#### Selected extract:
>>>

Results From Last Week!
The "Con-Testants were:

"Con"-Testant #1
Another incident of road rage has landed a Jacksonville, Florida man behind bars. He was arrested for smashing his car into the side of another car that had five occupants. The enraged driver claimed that he became mad when the occupants, of the car he purposefully ran into, were laughing at him for picking his nose. They were making nose picking jesters along with the laughter. It was more than he could take, so he slammed into the side of their car.

After the crash, the enraged driver got out of his car with the intention of challenging the five occupants of the other car to a gun fight. However, the driver of the other car managed to drive away from the scene and call the police. The car of the enraged driver sustained more damage than the other car. It had a busted radiator and as a result, the driver was unable to continue his mad pursuit of the five intimidators.

<<<

#### Given instruction:
In the road-rage account, what did the enraged driver intend to do when he got out of his car after the crash?

#### Dataset entries:

>>>

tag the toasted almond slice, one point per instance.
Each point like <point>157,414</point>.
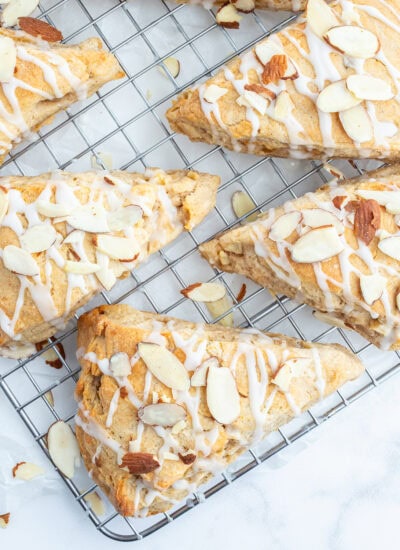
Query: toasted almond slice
<point>38,238</point>
<point>19,261</point>
<point>223,398</point>
<point>63,448</point>
<point>80,268</point>
<point>204,292</point>
<point>117,248</point>
<point>317,245</point>
<point>228,16</point>
<point>53,210</point>
<point>372,287</point>
<point>242,203</point>
<point>120,364</point>
<point>357,124</point>
<point>336,97</point>
<point>353,41</point>
<point>284,226</point>
<point>165,366</point>
<point>213,93</point>
<point>317,217</point>
<point>390,247</point>
<point>199,377</point>
<point>320,17</point>
<point>365,86</point>
<point>162,414</point>
<point>124,217</point>
<point>27,471</point>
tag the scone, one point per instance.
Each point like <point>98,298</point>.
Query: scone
<point>65,237</point>
<point>337,250</point>
<point>325,86</point>
<point>38,79</point>
<point>165,404</point>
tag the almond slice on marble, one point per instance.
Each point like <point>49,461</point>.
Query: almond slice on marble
<point>213,93</point>
<point>357,124</point>
<point>336,97</point>
<point>38,238</point>
<point>117,248</point>
<point>372,287</point>
<point>199,377</point>
<point>27,471</point>
<point>63,448</point>
<point>317,245</point>
<point>162,414</point>
<point>390,247</point>
<point>320,17</point>
<point>284,226</point>
<point>16,9</point>
<point>317,217</point>
<point>228,16</point>
<point>353,41</point>
<point>8,58</point>
<point>80,268</point>
<point>19,261</point>
<point>223,398</point>
<point>364,86</point>
<point>204,292</point>
<point>165,366</point>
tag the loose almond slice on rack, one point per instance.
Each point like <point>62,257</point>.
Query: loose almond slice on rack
<point>317,245</point>
<point>353,41</point>
<point>165,366</point>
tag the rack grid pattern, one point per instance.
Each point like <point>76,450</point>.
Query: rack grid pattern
<point>126,121</point>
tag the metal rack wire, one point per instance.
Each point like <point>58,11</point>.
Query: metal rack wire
<point>126,119</point>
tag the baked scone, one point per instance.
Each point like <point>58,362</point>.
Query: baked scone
<point>337,250</point>
<point>65,237</point>
<point>38,79</point>
<point>325,86</point>
<point>164,404</point>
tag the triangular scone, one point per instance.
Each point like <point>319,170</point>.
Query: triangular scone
<point>337,250</point>
<point>47,78</point>
<point>64,237</point>
<point>164,404</point>
<point>277,99</point>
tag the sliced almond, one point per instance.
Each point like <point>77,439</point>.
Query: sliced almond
<point>162,414</point>
<point>353,41</point>
<point>223,398</point>
<point>364,86</point>
<point>336,97</point>
<point>204,292</point>
<point>120,364</point>
<point>19,261</point>
<point>318,217</point>
<point>357,124</point>
<point>117,248</point>
<point>38,238</point>
<point>165,366</point>
<point>372,287</point>
<point>27,471</point>
<point>390,247</point>
<point>199,377</point>
<point>284,226</point>
<point>214,93</point>
<point>63,448</point>
<point>317,245</point>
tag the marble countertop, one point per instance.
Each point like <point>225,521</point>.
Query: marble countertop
<point>335,489</point>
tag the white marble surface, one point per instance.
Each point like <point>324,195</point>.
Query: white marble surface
<point>336,489</point>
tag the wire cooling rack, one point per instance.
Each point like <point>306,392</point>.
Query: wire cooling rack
<point>126,121</point>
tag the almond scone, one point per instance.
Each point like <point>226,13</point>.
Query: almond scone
<point>325,86</point>
<point>65,237</point>
<point>337,250</point>
<point>165,404</point>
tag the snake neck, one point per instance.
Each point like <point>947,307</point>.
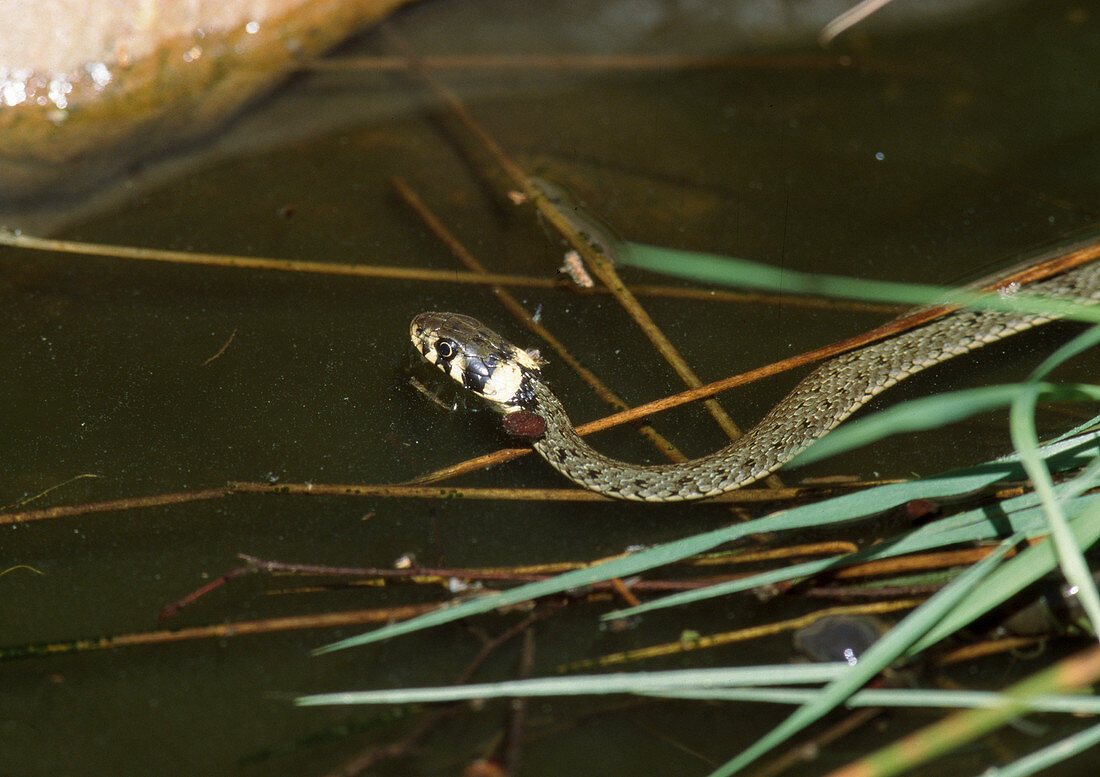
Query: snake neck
<point>568,452</point>
<point>816,405</point>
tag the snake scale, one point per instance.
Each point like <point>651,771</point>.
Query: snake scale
<point>509,379</point>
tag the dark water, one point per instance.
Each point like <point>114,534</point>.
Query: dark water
<point>934,154</point>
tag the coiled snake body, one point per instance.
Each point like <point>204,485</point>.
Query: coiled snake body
<point>509,379</point>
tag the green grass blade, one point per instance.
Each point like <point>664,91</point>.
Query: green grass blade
<point>1048,756</point>
<point>877,657</point>
<point>583,685</point>
<point>1014,576</point>
<point>960,728</point>
<point>1025,438</point>
<point>933,412</point>
<point>972,526</point>
<point>1069,703</point>
<point>708,267</point>
<point>845,507</point>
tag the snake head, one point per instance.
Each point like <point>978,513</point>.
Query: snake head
<point>475,357</point>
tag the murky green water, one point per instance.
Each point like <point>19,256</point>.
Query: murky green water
<point>939,154</point>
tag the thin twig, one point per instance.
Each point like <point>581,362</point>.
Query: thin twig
<point>600,265</point>
<point>221,631</point>
<point>216,260</point>
<point>520,313</point>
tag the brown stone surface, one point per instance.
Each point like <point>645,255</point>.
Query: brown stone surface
<point>89,86</point>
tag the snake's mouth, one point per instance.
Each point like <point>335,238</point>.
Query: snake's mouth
<point>473,356</point>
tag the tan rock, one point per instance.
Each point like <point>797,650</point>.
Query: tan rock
<point>89,86</point>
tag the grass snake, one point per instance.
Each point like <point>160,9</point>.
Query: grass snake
<point>510,381</point>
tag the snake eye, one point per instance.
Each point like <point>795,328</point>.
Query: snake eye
<point>446,349</point>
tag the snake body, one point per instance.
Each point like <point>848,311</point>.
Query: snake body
<point>509,379</point>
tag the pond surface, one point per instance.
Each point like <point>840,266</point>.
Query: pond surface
<point>936,153</point>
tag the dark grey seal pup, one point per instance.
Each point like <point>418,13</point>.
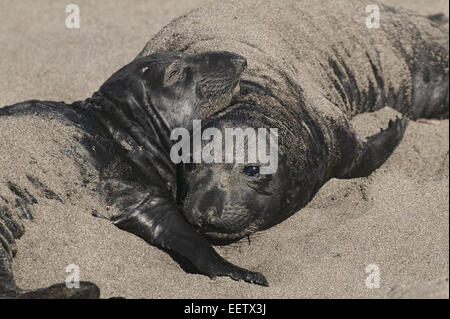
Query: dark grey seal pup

<<<

#### Answer to this exercise:
He intended to challenge the five occupants of the other car to a gun fight.